***** MATERIAL SUPPLIED *****
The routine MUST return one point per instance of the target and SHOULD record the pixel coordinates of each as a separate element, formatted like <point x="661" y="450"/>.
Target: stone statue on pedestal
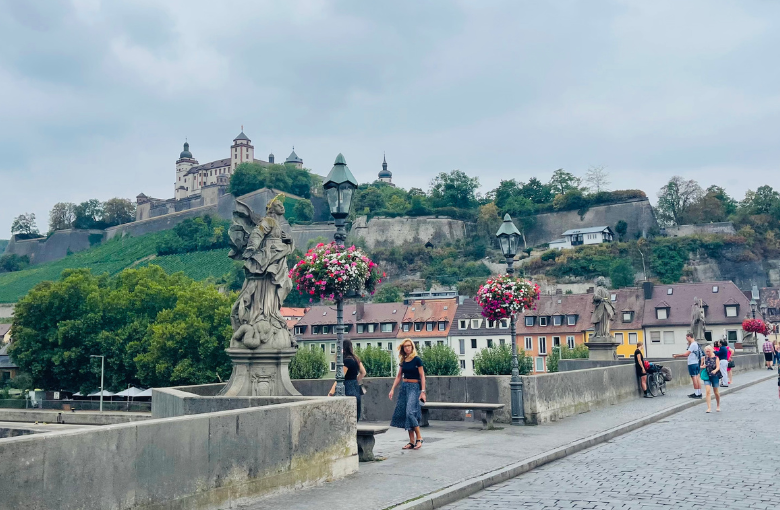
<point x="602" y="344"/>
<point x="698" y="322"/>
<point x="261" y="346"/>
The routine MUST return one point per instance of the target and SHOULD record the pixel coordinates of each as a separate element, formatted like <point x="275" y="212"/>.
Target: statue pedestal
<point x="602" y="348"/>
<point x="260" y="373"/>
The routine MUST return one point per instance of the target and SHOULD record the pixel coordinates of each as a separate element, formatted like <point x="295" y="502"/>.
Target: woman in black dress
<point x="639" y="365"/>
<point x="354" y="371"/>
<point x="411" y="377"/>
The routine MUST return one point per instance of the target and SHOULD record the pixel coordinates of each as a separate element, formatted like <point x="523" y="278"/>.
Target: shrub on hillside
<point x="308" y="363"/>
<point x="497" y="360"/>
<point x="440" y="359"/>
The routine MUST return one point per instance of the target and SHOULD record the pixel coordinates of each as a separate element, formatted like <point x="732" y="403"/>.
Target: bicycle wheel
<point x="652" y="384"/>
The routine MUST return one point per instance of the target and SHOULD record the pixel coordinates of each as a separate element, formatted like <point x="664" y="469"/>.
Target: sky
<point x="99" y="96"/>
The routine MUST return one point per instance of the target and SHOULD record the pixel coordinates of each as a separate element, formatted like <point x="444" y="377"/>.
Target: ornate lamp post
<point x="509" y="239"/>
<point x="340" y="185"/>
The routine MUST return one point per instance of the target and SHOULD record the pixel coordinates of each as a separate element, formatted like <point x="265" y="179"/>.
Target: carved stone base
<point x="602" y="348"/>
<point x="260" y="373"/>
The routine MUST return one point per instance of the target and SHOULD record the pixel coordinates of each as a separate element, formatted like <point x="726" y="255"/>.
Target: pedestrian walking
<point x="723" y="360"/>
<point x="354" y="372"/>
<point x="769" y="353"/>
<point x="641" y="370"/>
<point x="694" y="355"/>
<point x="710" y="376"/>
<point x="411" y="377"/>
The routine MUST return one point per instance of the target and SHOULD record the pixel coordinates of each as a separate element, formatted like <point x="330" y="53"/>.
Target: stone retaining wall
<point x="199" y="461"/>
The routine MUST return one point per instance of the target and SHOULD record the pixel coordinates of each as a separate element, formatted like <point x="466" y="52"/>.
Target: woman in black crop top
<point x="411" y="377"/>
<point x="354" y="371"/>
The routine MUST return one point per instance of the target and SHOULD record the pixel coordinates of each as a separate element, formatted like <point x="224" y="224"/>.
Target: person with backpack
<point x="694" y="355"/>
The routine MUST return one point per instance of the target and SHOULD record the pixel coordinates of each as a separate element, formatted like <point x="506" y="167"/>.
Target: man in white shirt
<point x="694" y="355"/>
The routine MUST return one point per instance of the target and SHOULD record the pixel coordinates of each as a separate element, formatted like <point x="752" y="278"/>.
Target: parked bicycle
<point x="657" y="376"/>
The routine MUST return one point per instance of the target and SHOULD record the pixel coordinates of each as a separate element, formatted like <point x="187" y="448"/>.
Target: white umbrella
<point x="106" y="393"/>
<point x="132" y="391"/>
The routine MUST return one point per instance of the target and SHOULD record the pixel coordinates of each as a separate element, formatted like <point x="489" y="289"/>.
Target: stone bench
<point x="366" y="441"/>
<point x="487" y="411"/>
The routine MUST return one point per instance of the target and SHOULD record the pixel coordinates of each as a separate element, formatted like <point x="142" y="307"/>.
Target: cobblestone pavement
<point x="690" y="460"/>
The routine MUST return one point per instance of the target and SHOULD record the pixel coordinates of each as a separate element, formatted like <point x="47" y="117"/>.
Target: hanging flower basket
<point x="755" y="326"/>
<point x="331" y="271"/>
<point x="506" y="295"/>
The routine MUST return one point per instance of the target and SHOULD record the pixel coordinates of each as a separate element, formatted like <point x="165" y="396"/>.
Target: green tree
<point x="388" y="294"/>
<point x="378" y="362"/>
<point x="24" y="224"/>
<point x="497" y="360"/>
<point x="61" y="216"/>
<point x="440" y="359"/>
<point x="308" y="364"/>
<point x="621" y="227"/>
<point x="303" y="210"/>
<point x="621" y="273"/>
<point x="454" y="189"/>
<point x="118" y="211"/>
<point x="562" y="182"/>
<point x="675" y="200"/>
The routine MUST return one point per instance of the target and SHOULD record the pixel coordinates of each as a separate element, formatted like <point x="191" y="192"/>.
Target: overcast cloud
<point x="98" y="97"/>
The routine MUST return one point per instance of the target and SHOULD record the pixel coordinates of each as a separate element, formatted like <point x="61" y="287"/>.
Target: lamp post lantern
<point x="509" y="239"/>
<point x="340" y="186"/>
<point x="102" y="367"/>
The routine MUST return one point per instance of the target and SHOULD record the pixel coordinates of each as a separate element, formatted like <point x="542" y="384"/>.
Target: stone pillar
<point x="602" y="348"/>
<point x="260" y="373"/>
*****
_EXERCISE DETAILS_
Return the records above verbatim, images excluded.

_EXERCISE OUTPUT_
The routine MUST return one point per instance of the target and SHOULD record the pixel coordinates of each as a separate element, formatted like <point x="661" y="450"/>.
Target: stone statue on pedestal
<point x="602" y="344"/>
<point x="698" y="322"/>
<point x="261" y="346"/>
The routine MUST return one point per instance of the target and SHOULD record the pixel coordinates of each as a separate element, formatted like <point x="275" y="212"/>.
Target: statue pedestal
<point x="602" y="348"/>
<point x="260" y="373"/>
The routine MUST return one point per instance of the target and SHOULD record the pixel coordinates of each as a separate element, formatted like <point x="295" y="502"/>.
Target: woman in black dress
<point x="639" y="365"/>
<point x="354" y="371"/>
<point x="411" y="377"/>
The routine MUST return one point per instance of the target and SHOULD record the pixel coordinates of each as a separate element, formatted like <point x="523" y="278"/>.
Target: shrub on hillside
<point x="308" y="363"/>
<point x="497" y="360"/>
<point x="440" y="359"/>
The routine MUST return one point per instance of the target and SHOULD record the pixel coordinates of each as a separate element, formatted like <point x="732" y="403"/>.
Target: bicycle wheel
<point x="652" y="384"/>
The routine MUST return one point per instance of the target and SHOULD record the pixel coordinates of each as a separate element, formatted like <point x="664" y="469"/>.
Target: sky
<point x="99" y="96"/>
The routine MUST return one point per instance of the target and SHOULD record the pixel coordinates of each as a separate element, formatted like <point x="444" y="377"/>.
Target: ornate lamp post
<point x="509" y="239"/>
<point x="340" y="185"/>
The routine MUST return one point per instance of the target and SHOULD record the pixel coordinates of each as a separate element, formatted like <point x="265" y="179"/>.
Target: carved stone base
<point x="602" y="348"/>
<point x="260" y="373"/>
The routine MUST return one point per instance of the target and SHOULD record the pixel coordinates of each as a separate element, formatted like <point x="726" y="255"/>.
Target: pedestrian walking
<point x="723" y="360"/>
<point x="354" y="372"/>
<point x="769" y="353"/>
<point x="641" y="370"/>
<point x="694" y="355"/>
<point x="710" y="376"/>
<point x="411" y="377"/>
The routine MUST return one point per instance of the target and SHOULD record the pixel coordinates of each as a separate element, formatted like <point x="330" y="53"/>.
Target: stone retaining wall
<point x="199" y="461"/>
The routine MUST return one point per instance of the target and SHOULD record the pixel coordinates of each as a separate element, formatted like <point x="466" y="52"/>.
Target: woman in black crop top
<point x="411" y="377"/>
<point x="354" y="371"/>
The routine MUST return one point per instance of the target and SHOULD record the pixel coordinates of each as a separate element, formatted like <point x="224" y="224"/>.
Target: person with backpack
<point x="694" y="355"/>
The routine MUST return one point per instance of the target and SHOULD record the pixel coordinates of each as a separate element, formatted like <point x="506" y="167"/>.
Target: man in white shirt
<point x="694" y="355"/>
The routine MUST return one point per instance of the target and SHOULD record the pixel coordinates of each as a separate element, formatted like <point x="752" y="278"/>.
Target: parked bicycle
<point x="657" y="376"/>
The routine MUST return one point per instance of the target and SHOULD record the pixel coordinates of each as a separate element, formatted like <point x="187" y="448"/>.
Target: white umbrella
<point x="106" y="393"/>
<point x="132" y="391"/>
The routine MUST return one point per instance of the target and SHOULD record the pixel coordinates of each as a separate element, formatted like <point x="489" y="289"/>.
Target: stone bench
<point x="366" y="441"/>
<point x="487" y="411"/>
The routine MUST return one point per instance of the target and SHOULD record the pixel coordinates of each as a separate element, formatted like <point x="142" y="307"/>.
Target: cobblestone pavement
<point x="690" y="460"/>
The routine MUST return one point per instance of the target and SHOULD record the pixel coordinates of each as a separate element, formatted like <point x="47" y="117"/>.
Target: hanging flower basket
<point x="755" y="326"/>
<point x="331" y="271"/>
<point x="506" y="295"/>
The routine MUST return one point per instance of the target and SHOULD record the pixel coordinates of each as a separate element, formatted like <point x="165" y="396"/>.
Target: green tree
<point x="388" y="294"/>
<point x="378" y="362"/>
<point x="24" y="224"/>
<point x="497" y="360"/>
<point x="61" y="216"/>
<point x="440" y="359"/>
<point x="308" y="364"/>
<point x="621" y="227"/>
<point x="303" y="210"/>
<point x="621" y="273"/>
<point x="454" y="189"/>
<point x="118" y="211"/>
<point x="562" y="182"/>
<point x="675" y="200"/>
The routine MUST return one point per instance of the target and SHOULD record the pixel coordinates of each as a separate element, formatted like <point x="191" y="192"/>.
Target: overcast cloud
<point x="98" y="97"/>
The routine MUST return one point per instance of the target and SHOULD record the pixel coordinates of each as a separate element, formatted like <point x="61" y="287"/>.
Target: lamp post lantern
<point x="509" y="239"/>
<point x="340" y="186"/>
<point x="102" y="367"/>
The routine MUST return one point per instance of the target and SHOULD record the pixel coordinates of each as a separate element, formatted like <point x="542" y="384"/>.
Target: stone pillar
<point x="602" y="348"/>
<point x="260" y="373"/>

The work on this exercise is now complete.